> **DATASET EXCERPTS**:

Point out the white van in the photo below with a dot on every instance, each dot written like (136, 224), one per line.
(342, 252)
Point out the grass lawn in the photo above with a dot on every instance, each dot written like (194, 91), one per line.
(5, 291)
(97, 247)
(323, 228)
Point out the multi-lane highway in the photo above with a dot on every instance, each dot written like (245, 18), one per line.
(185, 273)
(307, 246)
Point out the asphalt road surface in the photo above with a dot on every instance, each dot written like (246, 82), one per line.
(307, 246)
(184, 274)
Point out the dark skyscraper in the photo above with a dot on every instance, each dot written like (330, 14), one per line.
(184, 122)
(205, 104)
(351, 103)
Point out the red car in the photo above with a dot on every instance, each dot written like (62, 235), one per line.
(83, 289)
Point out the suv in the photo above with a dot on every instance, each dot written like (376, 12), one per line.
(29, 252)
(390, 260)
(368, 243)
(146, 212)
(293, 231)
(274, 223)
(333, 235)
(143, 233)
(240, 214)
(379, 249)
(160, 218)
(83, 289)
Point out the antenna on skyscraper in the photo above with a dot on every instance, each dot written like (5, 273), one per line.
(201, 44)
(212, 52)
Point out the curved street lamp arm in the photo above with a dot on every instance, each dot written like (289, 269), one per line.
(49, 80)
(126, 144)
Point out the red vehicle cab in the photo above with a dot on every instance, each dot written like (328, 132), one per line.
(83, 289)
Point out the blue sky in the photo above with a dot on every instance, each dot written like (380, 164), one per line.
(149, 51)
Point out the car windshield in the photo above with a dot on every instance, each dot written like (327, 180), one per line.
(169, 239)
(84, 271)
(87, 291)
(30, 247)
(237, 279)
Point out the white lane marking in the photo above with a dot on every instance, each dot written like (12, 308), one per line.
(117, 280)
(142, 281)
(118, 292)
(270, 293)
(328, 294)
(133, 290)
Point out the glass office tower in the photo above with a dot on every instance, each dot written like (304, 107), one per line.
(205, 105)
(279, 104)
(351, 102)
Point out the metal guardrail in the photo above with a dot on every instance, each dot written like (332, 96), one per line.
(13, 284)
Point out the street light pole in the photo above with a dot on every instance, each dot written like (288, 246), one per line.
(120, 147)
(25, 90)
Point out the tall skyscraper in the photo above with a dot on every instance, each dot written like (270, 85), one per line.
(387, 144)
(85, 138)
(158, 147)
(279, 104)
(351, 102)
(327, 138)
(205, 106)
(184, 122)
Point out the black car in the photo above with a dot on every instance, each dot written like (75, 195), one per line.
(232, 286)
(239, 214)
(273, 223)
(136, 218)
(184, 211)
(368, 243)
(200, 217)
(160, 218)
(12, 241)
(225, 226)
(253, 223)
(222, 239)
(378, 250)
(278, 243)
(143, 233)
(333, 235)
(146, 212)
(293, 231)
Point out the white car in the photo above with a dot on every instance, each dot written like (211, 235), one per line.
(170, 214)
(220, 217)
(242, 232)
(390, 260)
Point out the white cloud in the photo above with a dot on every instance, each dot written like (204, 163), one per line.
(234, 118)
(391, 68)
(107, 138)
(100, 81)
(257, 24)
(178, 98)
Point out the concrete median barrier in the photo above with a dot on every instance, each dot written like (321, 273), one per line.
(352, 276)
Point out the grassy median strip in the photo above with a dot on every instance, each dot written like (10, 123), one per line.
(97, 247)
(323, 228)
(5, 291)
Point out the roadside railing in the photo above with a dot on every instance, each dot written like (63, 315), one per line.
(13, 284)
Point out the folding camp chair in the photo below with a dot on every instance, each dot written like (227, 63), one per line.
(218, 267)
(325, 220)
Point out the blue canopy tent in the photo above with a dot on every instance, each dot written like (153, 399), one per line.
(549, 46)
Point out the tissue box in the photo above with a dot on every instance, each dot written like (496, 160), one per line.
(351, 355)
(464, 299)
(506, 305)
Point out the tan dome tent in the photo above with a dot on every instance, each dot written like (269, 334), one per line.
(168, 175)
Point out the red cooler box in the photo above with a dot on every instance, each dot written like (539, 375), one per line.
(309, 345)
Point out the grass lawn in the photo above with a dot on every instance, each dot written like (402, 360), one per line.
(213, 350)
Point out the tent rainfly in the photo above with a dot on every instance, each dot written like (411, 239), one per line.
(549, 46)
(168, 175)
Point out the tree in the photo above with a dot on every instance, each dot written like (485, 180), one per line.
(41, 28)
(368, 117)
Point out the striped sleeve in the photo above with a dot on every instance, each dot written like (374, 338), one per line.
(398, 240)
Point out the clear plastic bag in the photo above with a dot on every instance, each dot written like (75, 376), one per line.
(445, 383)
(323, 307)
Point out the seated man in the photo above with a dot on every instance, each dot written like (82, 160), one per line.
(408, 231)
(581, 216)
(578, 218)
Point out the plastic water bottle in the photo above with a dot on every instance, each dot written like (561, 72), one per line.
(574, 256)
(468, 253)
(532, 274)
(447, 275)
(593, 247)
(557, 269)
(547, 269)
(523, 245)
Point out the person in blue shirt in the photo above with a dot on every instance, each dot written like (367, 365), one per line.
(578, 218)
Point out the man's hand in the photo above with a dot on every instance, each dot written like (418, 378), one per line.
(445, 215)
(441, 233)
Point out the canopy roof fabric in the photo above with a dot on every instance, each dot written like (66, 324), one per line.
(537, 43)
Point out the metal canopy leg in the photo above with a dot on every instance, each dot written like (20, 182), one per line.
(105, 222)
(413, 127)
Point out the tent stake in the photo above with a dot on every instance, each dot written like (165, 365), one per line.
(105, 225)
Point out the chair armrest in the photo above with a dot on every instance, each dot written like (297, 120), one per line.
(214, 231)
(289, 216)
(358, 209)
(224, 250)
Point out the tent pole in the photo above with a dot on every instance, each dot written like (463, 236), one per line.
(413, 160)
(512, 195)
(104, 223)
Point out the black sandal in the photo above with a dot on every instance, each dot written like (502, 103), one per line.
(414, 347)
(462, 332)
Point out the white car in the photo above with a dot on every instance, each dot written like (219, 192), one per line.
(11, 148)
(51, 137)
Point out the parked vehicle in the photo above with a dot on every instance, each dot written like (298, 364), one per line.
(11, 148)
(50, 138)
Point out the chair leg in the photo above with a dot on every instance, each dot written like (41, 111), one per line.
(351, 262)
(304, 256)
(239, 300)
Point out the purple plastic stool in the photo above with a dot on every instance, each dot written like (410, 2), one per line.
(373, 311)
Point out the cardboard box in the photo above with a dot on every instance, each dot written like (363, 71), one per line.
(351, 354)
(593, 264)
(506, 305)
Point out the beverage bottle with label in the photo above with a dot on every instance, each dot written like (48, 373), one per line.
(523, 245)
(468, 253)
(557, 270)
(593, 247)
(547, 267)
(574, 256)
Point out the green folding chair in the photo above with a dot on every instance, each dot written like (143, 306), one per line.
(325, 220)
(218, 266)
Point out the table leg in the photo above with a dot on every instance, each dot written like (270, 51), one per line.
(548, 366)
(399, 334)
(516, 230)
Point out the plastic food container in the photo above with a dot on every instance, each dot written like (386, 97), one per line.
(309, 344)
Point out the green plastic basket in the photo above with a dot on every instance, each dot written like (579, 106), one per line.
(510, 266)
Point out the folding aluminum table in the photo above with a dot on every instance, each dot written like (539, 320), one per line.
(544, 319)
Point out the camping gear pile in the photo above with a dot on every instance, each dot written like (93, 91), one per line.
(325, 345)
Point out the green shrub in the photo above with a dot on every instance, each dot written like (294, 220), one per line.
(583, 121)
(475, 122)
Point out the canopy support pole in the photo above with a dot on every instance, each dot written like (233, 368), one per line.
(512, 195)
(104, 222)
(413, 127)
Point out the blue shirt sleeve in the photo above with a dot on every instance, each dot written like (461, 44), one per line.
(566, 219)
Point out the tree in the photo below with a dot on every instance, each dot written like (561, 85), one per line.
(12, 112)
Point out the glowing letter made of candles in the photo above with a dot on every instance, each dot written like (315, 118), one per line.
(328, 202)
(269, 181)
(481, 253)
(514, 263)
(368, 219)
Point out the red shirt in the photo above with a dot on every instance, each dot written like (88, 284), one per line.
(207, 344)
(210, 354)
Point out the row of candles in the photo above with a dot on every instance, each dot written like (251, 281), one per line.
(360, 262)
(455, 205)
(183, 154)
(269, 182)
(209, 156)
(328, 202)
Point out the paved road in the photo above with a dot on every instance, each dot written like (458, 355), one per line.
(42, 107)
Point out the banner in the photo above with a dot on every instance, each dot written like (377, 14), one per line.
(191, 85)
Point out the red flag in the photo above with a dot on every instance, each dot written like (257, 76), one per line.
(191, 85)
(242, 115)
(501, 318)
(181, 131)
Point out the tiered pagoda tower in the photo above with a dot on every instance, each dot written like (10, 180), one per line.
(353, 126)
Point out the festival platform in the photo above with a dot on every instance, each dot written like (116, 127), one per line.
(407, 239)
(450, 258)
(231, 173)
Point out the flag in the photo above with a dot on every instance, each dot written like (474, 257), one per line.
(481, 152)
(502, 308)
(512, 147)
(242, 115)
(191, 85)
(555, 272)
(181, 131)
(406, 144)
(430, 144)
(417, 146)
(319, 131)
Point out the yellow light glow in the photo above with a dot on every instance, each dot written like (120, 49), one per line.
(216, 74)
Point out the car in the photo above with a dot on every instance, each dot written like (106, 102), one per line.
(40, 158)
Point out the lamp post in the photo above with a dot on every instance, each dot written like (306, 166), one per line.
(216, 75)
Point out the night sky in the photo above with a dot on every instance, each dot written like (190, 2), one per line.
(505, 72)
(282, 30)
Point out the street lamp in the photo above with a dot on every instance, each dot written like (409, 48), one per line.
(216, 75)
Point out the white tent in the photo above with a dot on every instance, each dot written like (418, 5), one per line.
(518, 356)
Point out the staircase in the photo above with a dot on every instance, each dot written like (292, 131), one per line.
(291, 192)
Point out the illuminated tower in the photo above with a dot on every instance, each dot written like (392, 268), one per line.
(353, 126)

> **TASK TO CARRY OUT**:
Reproduce exactly the lines from the one with "Point out the street lamp" through the end of the entries above, both ends included.

> **SOLUTION TO THIS PROBLEM**:
Point out the street lamp in the photo above with a dot on every instance, each dot written like (409, 48), one per line.
(216, 75)
Point out the white tent in the photo above with a dot on every instance, each dot written like (418, 5), one per line.
(518, 356)
Point out the staircase in the photo above with a dot on every instance, each dot written like (292, 131), one per line.
(291, 192)
Point out the illuminated tower in the photo above with a dot on every instance, each dot written like (392, 268), one per line.
(353, 126)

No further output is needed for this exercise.